▶ _Article_:

┄┄┄┄┄┄┄┄┄┄

Unfortunately, it’s rather common for newbie traders to make a slew of mistakes before they truly find their footing. While there’s nothing wrong with a few slip-ups here and there, by knowing what not to do as a beginner you ultimately set yourself up to save money and make the most of your cash early on.

So, what are the biggest trading and investing snafus that newcomers to the space make and what can you do to avoid them?

Failing To Do Your Homework

Simply put, blindly jumping into the world of trading represents a major mistake if you haven’t thoroughly done your research. Although there’s certainly plenty of noise out there in terms of “who” you should listen to, there’s a lot of education to glean from proven investors. For example, from understanding call option strategies to in-depth market analysis, the web represents a wealth of information for newbies looking to get their start.

Following False Prophets (and Profits)

That being said, be careful who you listen to in terms of trading advice. Sure, you obviously shouldn’t blindly follow the advice of anonymous strangers on the web; however, you should also be wary of “gurus” looking to sell you their “system” versus legitimate advice. If someone’s willing to share their free resources first, chances are they’re worth your time.

Suffering from Analysis Paralysis

In the world of trading, sometimes you just have to get your hands dirty. There’s certainly merit in doing your research and wanting to avoid potential risk, but you can’t truly see returns on your investments if you sit on your hands all day. When in doubt, start working with small amounts of your disposable income to get your feet wet with trading.

┄┄┄┄┄┄┄┄┄┄

▶ _A set of records_:
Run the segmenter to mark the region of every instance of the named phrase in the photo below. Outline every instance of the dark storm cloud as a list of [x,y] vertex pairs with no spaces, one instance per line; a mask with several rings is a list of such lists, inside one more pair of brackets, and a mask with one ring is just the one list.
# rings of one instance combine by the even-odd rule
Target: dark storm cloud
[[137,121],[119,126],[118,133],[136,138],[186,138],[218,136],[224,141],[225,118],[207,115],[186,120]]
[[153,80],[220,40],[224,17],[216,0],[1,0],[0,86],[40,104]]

┄┄┄┄┄┄┄┄┄┄

▶ _Tasks to carry out_:
a - Translate this sentence from the article on beginner trading mistakes into Spanish: "If someone’s willing to share their free resources first, chances are they’re worth your time."
b - Extend the article on beginner trading mistakes, picking up after its final sentence.

▶ _Answers to the exercises_:
a - Si alguien está dispuesto a compartir primero sus recursos gratuitos, es probable que valga la pena dedicarle tu tiempo.

b -
Expecting Results Overnight

Success in trading takes time. If you think that you can sink money into day trading in return for overnight results, you’ve got another thing coming. There’s nothing wrong with being enthusiastic, but keeping your trading approach rooted in realistic results is much more proactive than assuming you’re on track to become a millionaire within the net five years.

Thinking That “Cheaper” is “Better”

Just because you’ve found a low-cost option doesn’t mean that you’re guaranteed a positive ROI. While gobbling up cheap investments might seem enticing, you need to make sure that you have some sort of indication that positive returns are there versus assuming they’ll come.

Not Paying Attention to Fees

Remember that fees for trading and brokerage, in addition to hidden investment taxes, can quickly add up if you’re trading at breakneck speed. Assuming that “you’ve got to spend money to make money” can quickly land you in the red if you aren’t careful.

On a similar note, anyone new to the world of investments needs to make sure that they’ve set aside a specific stash of cash for investment or trading purposes. Failing to use your disposable income for such activities is a gamble that’s never worth it.

Some of these tips may seem like no-brainers, but they’re the cause of crash and burn for so many newbies. Knowing what to avoid will ultimately save you money and major headaches on your road to becoming a better trader.

10 thoughts on “6 Classic Trading and Investment Mistakes Newbies Make and How You Can Avoid Them”

    • Hi MATM,

      That’s true. I have seen it many times with new investors looking to juice their monthly passive income stream with unsustainable high yield stocks. Better go for the lower yielding but growing dividends instead. Thank you for commenting.

  1. I agree, high yield is a huge one for beginners. Not watching out for fees will catch up with you quickly and you won’t even notice it. And choosing the attractive stocks for quick gains never works out. It is the boring ones that will pay you for the long term.
    Dividend Daze recently posted…Small Savings, Big ImpactMy Profile

    • Hi DD,

      High yield stocks are those seductive Siren songs of dividend investing. Many new investors fall victim to those unsustainable high yields only to move towards the lower yielding but safer names down the road. Fees are another unnoticed drag on total returns that can really accumulate to a serious amount over decades of investing. As always, I appreciate your comment.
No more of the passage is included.